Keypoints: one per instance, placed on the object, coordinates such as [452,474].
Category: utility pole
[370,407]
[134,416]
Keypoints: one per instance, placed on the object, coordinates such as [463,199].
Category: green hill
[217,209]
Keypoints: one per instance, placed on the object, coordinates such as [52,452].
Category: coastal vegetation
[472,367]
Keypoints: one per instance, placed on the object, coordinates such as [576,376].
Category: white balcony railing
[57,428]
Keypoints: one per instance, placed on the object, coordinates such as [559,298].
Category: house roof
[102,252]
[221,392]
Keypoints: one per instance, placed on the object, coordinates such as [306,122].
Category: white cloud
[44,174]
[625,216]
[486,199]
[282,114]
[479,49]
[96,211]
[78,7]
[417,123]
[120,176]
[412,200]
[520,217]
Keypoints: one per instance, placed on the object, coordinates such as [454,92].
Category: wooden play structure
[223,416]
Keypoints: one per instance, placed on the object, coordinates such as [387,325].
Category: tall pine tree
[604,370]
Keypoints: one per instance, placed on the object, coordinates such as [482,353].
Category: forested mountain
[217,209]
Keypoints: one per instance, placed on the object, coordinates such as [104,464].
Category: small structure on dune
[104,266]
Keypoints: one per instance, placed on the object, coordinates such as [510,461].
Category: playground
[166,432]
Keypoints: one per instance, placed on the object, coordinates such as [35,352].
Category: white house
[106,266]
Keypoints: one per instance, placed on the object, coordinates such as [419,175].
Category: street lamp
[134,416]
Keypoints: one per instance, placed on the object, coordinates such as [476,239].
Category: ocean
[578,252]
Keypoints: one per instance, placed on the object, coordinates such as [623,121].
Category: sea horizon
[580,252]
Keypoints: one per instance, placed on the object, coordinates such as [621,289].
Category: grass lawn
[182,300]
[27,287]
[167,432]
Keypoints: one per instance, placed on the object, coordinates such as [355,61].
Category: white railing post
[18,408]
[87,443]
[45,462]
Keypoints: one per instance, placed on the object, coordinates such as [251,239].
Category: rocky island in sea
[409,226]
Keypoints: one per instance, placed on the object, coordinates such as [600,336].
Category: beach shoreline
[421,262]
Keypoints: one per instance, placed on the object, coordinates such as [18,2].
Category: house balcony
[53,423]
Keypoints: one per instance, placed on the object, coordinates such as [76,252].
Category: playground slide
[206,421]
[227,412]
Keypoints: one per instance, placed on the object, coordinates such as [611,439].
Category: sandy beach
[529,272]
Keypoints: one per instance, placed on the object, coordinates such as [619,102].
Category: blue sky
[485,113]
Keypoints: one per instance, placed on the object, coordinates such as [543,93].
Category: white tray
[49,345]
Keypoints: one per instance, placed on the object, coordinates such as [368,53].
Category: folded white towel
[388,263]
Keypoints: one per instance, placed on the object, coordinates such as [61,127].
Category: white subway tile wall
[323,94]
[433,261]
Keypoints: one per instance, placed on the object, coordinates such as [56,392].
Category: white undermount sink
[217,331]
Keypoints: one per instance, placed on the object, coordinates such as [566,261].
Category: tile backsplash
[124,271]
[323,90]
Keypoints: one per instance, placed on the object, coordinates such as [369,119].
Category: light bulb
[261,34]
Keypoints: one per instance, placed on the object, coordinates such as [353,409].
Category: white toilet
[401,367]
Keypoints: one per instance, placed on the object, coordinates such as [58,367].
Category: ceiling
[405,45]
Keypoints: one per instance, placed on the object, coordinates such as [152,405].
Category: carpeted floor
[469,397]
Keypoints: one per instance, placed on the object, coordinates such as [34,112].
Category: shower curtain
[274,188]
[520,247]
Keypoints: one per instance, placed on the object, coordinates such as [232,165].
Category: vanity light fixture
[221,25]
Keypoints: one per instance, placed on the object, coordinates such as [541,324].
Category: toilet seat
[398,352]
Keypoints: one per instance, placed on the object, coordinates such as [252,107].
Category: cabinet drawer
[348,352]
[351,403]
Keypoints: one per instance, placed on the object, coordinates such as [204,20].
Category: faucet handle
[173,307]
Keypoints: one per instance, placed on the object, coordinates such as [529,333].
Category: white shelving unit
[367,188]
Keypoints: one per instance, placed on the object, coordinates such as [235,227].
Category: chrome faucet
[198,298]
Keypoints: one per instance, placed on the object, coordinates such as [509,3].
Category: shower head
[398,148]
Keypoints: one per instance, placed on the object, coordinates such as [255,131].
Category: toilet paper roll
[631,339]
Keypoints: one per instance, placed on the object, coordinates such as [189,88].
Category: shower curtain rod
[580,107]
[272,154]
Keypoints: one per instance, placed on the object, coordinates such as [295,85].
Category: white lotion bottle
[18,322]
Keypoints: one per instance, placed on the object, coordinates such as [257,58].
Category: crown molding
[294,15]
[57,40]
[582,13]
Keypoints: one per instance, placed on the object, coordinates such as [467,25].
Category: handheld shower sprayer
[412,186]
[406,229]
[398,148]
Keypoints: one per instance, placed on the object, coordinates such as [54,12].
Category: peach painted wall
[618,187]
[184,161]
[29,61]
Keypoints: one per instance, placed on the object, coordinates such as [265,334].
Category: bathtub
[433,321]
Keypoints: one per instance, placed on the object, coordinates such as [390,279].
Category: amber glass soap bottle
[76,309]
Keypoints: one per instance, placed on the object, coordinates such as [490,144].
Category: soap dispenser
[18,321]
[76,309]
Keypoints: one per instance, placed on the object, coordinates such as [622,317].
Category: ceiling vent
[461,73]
##########
» Your instructions:
Reproduce verbatim every line of the rows above, starting with the line that contains "such as [54,12]." and continuing through the end of the rows.

» Written solution:
Keypoints: one per instance, placed on the object, coordinates such as [54,12].
Category: peach painted wall
[618,187]
[184,161]
[29,61]
Keypoints: one per instance, placed on the object, coordinates such as [265,334].
Category: bathtub
[433,321]
Keypoints: one per instance, placed on the object, coordinates such as [390,279].
Category: amber glass soap bottle
[76,309]
Keypoints: one per instance, placed on the object, coordinates such as [490,144].
Category: soap dispenser
[18,321]
[76,309]
Keypoints: one per instance, placed on the object, coordinates such as [622,317].
Category: ceiling vent
[461,73]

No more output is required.